## START TEXT BLOCK
Guatemala, in the Sights of the Zetas

This is the second report on the penetration of Mexican drug cartels in Central America and the conditions that have permitted them, in this case in Guatemala.

In 2008, the president of the United Nations-created International Commission against Impunity in Guatemala (CICIG), Carlos Castresana, warned that if nothing was done to stop the penetration of Mexican drug cartels, in two years “they could take Guatemala City”.

Castresana, a renowned Spanish jurist, issued the warning to the Central American country in a press conference, in which he urged Guatemala to modernize their security system. Guatemala suffered civil wars throughout the second half of the 20th century that left 200,000 dead, and has not yet recovered economically or socially. Severe conditions of insecurity and poverty continue to plague the nation.

“The security system is a remnant of the 19th century, while organized crime operates with 21st century technology,” lamented the UN representative.

Castresana recommended that Guatemalan authorities construct maximum-security prisons and make changes to the justice system to take advantage of wire-tapping. He also warned that the Mexican Drug-Trafficking Organization known as the Zetas pose the greatest threat in Guatemala.
## END TEXT BLOCK
## START DATASET CONTENT
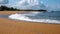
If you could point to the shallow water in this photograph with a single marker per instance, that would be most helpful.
(47, 17)
(3, 16)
## END DATASET CONTENT
■ **REQUIRED WORK**
[1] Reproduce the passage of the Guatemala report from "Castresana, a renowned" to "plague the nation.".
[2] According to the Guatemala report, which Mexican drug-trafficking organization did Castresana say poses the greatest threat in Guatemala?
[3] Pick up the Guatemala report after its final sentence and keep writing it.

■ **RESPONSES FOR EACH TASK**
[1]
Castresana, a renowned Spanish jurist, issued the warning to the Central American country in a press conference, in which he urged Guatemala to modernize their security system. Guatemala suffered civil wars throughout the second half of the 20th century that left 200,000 dead, and has not yet recovered economically or socially. Severe conditions of insecurity and poverty continue to plague the nation.

[2] The Zetas.

[3]
Less than two years later, Castresana became a victim of the poisonous climate that has taken over the highest Guatemalan political spheres. On June 8, 2010 he resigned, after accusing the then-recently appointed Guatemalan Attorney General, Conrado Reyes, of being in league with illegal organizations and hindering the fight against impunity after he dismantled the special CICIG prosecution team.

Rampant Insecurity

Guatemala is located in a region that suffers from one of the most unequal distributions of income in the world, comparable only to southern Africa or the Andean countries, according to the World Drug Report 2010, released by the United Nations Office on Drugs and Crime (UNODC).

Its provinces are key ports for drug traffickers, with great strategic value for drug trafficking. In particular, the mostly rural and indigenous department of Petén and the Department of Escuintla located in the Sierra Madres range are regions fought over by drug gangs. The report signaled that jungle landing strips there provide easy access to the Mexican border.

Crime is rampant in this Central American country. The Report on Crime and Development in Central America, published in 2007 by the UN Office on Drugs and Crime, cites a World Bank poll conducted among companies from 53 countries; the investigation reveals that in Guatemala businesses rate crime as the most significant obstacle to achieving development.

“Forty-two percent of Guatemalan companies polled reported direct losses from crime, compared to an unweighted global average of 25%, placing it fourth of the 53 countries in this regard,” the report notes.

Another discouraging fact: in another poll, the Guatemalan police are perceived as the most corrupt sector of the government.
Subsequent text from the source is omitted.